• [Natural-language object grounding data]:

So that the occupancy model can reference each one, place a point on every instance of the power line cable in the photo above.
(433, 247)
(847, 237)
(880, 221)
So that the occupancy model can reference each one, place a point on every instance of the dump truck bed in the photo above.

• [WHAT TO WORK ON]: Every line of the data above should be output exactly as written.

• [OUTPUT BELOW]:
So that the occupancy model can reference each one, place a point on every instance of the power line cable in the photo above.
(433, 247)
(847, 237)
(880, 221)
So that the occupancy model can reference each one, place a point on every instance of the dump truck bed in the photo above.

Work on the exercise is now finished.